═══ Excerpt ═══
Managing a consulting project is first and foremost managing a project. The same principles apply. To maximize the chances of success of your project, you will need to manage these three elements:

  • Stakeholders – This is project management 101. Align the stakeholders to make sure they will support the project and collaborate with the project team and the consultants.
  • Project – You need to put in place the best practices for project management: define the work plan, clarify the roles and responsibilities, and put in place a clear governance.
  • Change – Always obvious, but more often overlooked, change management is a key success factor for consulting projects. Anticipate the resistance to change in the teams impacted by the project and define strategies to address each situation.

2. Monitor the performance

Don’t wait until the end of the project to evaluate the performance and share your results with the consultants. The reasons for low performance can be multiple and simultaneous. It could come from the Consulting Firm (capabilities, skills, experience, staffing, etc.) or your teams (low priority, staffing, etc).

In any case, it is best to sit down with the Consulting Firm to discuss and understand the issue and find solutions together.
═══
→ What this exercise asks
1: From the excerpt on managing consulting projects, extract everything from "Managing a consulting" down to "and the consultants.".
2: Answer these questions using the excerpt on managing consulting projects:
(a) What three elements must be managed to maximize a project's chances of success?
(b) Which of those elements is said to be more often overlooked?
(c) What two sources of low performance are named?
3: Summarize the excerpt on managing consulting projects in two sentences.
═══ Stored data ═══
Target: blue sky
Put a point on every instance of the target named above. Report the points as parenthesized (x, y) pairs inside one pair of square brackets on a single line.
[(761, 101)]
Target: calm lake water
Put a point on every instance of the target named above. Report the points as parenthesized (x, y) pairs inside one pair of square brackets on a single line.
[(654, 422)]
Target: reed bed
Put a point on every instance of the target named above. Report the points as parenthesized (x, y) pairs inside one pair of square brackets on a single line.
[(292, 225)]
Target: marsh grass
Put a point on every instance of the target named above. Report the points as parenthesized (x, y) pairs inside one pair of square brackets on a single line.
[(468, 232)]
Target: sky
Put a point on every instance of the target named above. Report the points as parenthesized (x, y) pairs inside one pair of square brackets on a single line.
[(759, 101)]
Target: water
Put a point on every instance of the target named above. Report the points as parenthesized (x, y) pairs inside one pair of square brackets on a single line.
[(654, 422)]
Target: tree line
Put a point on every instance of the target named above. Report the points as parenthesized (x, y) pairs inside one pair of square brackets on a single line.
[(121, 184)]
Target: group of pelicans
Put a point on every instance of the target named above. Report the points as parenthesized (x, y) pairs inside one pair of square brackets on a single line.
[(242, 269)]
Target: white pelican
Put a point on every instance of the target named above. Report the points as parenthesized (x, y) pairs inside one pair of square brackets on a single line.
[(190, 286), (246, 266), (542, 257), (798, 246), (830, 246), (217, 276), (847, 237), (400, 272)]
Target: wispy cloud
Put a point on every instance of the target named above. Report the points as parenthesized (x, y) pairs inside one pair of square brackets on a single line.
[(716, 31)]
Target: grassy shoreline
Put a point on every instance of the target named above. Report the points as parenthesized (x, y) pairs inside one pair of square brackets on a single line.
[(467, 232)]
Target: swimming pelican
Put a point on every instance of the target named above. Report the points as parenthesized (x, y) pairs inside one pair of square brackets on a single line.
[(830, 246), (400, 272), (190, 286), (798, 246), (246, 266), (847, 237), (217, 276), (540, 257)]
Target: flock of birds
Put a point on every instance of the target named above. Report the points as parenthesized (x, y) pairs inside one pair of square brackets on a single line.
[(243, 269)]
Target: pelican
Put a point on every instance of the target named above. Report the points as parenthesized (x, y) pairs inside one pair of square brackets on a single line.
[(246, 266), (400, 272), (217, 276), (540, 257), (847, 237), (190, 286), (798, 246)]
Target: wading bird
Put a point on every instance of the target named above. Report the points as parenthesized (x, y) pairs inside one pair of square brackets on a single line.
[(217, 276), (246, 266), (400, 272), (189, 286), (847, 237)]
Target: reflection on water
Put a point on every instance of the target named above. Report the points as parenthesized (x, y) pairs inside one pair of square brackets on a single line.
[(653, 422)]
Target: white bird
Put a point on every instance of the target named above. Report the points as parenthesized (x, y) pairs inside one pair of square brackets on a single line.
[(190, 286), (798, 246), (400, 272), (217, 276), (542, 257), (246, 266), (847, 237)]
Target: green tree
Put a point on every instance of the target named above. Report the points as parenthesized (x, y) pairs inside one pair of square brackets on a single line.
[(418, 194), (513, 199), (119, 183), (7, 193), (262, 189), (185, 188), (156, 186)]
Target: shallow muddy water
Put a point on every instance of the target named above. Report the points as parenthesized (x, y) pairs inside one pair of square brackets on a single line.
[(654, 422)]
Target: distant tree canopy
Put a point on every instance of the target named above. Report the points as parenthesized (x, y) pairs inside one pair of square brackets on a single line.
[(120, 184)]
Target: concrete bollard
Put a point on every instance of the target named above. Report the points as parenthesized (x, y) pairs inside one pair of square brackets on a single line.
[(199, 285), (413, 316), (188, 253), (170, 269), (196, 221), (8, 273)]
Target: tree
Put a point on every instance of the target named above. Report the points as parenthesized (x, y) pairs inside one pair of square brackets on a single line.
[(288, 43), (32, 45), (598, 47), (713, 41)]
═══
→ Responses
1:
Managing a consulting project is first and foremost managing a project. The same principles apply. To maximize the chances of success of your project, you will need to manage these three elements:

  • Stakeholders – This is project management 101. Align the stakeholders to make sure they will support the project and collaborate with the project team and the consultants.

2:
(a) Stakeholders, project, and change.
(b) Change management.
(c) The Consulting Firm and your teams.

3: Managing a consulting project follows the principles of project management and requires attention to stakeholders, project practices such as work plans, roles, and governance, and change management. Performance should be evaluated and shared with the consultants throughout the project rather than only at the end, and any issues should be discussed with the Consulting Firm to find solutions together.